CHALLENGE:
Copy out exactly every line from the line containing "Target: grass verge" until the records below end, inclusive of both boundary lines.

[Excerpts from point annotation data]

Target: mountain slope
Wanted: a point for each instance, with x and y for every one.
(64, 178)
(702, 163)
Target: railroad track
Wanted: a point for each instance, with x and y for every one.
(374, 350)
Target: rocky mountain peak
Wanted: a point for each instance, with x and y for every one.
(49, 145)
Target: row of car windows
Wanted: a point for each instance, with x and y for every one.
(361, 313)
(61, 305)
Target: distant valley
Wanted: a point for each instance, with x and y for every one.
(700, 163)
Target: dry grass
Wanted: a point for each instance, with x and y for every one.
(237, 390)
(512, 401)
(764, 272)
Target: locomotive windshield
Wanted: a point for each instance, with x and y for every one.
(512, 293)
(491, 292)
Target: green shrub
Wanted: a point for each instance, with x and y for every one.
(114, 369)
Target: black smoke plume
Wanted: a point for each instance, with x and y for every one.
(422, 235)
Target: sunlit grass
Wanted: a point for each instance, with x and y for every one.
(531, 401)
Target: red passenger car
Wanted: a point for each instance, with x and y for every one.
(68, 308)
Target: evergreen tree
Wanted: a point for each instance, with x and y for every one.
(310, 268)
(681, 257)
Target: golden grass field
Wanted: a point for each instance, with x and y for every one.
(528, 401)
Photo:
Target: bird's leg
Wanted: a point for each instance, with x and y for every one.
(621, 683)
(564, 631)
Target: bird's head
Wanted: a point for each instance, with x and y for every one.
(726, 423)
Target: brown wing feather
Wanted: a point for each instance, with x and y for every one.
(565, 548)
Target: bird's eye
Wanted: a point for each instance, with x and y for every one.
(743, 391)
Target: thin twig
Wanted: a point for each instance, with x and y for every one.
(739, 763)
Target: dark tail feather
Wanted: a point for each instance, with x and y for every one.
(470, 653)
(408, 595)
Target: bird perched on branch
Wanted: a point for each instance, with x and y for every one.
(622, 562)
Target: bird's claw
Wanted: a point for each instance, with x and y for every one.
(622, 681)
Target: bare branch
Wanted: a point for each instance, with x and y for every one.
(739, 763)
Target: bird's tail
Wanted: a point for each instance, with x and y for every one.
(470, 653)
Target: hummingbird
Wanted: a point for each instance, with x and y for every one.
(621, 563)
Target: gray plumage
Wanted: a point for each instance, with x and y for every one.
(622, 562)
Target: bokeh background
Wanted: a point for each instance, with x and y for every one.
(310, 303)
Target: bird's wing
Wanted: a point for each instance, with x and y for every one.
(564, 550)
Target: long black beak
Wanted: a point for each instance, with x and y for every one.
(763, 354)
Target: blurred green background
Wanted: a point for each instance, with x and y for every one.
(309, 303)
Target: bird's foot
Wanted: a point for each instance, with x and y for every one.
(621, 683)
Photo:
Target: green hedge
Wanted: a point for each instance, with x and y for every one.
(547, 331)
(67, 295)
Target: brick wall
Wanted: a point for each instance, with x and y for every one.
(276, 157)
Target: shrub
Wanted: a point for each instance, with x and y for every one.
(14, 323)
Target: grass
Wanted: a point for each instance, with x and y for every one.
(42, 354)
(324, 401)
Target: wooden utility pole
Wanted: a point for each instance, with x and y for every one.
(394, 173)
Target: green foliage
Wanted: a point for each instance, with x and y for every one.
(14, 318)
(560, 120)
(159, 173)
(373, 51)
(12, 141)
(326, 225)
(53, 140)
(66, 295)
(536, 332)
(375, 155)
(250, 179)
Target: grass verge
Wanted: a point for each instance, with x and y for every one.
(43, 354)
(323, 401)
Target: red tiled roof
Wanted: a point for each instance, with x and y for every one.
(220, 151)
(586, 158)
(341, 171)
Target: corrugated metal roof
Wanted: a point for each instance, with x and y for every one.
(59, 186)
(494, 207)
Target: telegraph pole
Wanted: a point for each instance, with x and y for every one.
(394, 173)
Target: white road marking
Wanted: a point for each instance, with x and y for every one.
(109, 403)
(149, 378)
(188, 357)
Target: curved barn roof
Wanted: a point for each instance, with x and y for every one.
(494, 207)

COMPLETED EXERCISE:
Target: grass verge
Wanted: a point for each instance, with x and y for every one.
(43, 354)
(323, 401)
Target: red tiled roof
Wanted: a point for each instance, with x and y for every one.
(220, 151)
(586, 158)
(341, 171)
Target: corrugated metal roof
Wanted: a point for each instance, with x and y for every one.
(59, 186)
(494, 207)
Target: telegraph pole
Wanted: a point for each instance, with x and y for every one.
(394, 173)
Target: white road marking
Wanted: a point for each instance, with x and y for every one.
(109, 403)
(149, 378)
(188, 357)
Target: curved barn roof
Wanted: a point for each instance, with x and y for every one.
(494, 207)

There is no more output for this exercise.